## What you should do:
Set down the whole listing verbatim.
[[ Recorded information open ]]
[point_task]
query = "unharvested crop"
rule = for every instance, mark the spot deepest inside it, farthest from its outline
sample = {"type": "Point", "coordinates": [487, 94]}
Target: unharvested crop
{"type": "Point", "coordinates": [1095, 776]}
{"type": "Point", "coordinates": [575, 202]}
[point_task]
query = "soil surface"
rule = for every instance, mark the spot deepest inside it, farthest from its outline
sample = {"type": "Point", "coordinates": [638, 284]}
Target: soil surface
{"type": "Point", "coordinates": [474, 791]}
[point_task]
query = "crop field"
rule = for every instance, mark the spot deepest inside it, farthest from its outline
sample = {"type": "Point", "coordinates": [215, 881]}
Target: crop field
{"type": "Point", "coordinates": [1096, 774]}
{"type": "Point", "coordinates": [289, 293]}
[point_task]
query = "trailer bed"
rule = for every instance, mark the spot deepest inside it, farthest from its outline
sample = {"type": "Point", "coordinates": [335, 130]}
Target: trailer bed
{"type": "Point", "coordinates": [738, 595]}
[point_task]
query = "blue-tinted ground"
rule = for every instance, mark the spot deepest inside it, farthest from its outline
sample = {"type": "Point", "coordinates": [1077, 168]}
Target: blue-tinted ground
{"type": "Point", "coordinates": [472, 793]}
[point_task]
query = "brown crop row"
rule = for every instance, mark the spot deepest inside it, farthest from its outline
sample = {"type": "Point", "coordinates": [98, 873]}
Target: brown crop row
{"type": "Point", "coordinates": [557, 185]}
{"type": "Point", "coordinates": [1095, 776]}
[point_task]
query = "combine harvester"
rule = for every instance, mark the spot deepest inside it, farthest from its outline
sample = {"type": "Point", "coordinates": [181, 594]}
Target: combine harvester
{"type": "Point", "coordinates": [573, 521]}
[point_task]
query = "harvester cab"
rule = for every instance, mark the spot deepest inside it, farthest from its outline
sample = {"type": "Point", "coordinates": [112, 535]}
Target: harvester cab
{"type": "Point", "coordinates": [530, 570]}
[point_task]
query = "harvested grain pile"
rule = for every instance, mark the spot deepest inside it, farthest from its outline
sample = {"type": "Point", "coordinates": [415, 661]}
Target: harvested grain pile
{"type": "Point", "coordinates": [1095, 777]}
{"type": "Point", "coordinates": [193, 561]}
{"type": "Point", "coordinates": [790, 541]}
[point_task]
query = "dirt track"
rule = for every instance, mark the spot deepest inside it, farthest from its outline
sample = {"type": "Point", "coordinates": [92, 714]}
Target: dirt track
[[ Recorded information closed ]]
## Solution for this exercise:
[point_task]
query = "unharvested crop"
rule = for every instance, mark the spot deepest inside it, farthest from its outline
sample = {"type": "Point", "coordinates": [487, 94]}
Target: unharvested crop
{"type": "Point", "coordinates": [1095, 776]}
{"type": "Point", "coordinates": [575, 202]}
[point_task]
query = "soil surface"
rule = for every instance, mark the spot deepest inside it, farthest from its outline
sample = {"type": "Point", "coordinates": [638, 284]}
Target: soil surface
{"type": "Point", "coordinates": [474, 791]}
[point_task]
query = "crop field"
rule = for every instance, mark the spot deepest inside it, farthest from its outline
sample = {"type": "Point", "coordinates": [215, 881]}
Target: crop field
{"type": "Point", "coordinates": [1096, 774]}
{"type": "Point", "coordinates": [289, 293]}
[point_task]
query = "trailer bed"
rule = for every instance, mark the spot deepest inside it, farthest from its outline
sample = {"type": "Point", "coordinates": [335, 130]}
Target: trailer bed
{"type": "Point", "coordinates": [738, 595]}
[point_task]
query = "blue-tinted ground"
rule = for every instance, mark the spot deepest inside it, farthest from its outline
sample = {"type": "Point", "coordinates": [1077, 168]}
Target: blue-tinted ground
{"type": "Point", "coordinates": [472, 793]}
[point_task]
query = "brown crop row"
rule = for every instance, mark the spot deepest inside it, farthest from its outline
sample = {"type": "Point", "coordinates": [98, 873]}
Target: brown crop row
{"type": "Point", "coordinates": [557, 185]}
{"type": "Point", "coordinates": [1095, 776]}
[point_task]
query = "combine harvester"
rule = for every instance, mark the spot deepest inside it, farthest from its outline
sample = {"type": "Point", "coordinates": [181, 594]}
Target: combine harvester
{"type": "Point", "coordinates": [573, 521]}
[point_task]
query = "harvester cab"
rule = for every instance, mark the spot deepest inside it, farthest from its outline
sample = {"type": "Point", "coordinates": [112, 535]}
Target: harvester cab
{"type": "Point", "coordinates": [530, 570]}
[point_task]
query = "harvested grain pile"
rule = for every instance, mark the spot deepest inside it, farthest from its outline
sample = {"type": "Point", "coordinates": [415, 661]}
Target: harvested grain pile
{"type": "Point", "coordinates": [1095, 777]}
{"type": "Point", "coordinates": [193, 561]}
{"type": "Point", "coordinates": [790, 541]}
[point_task]
query = "dirt track"
rule = for every instance, mark the spot deepest inside it, farthest from its outline
sample = {"type": "Point", "coordinates": [92, 714]}
Target: dirt track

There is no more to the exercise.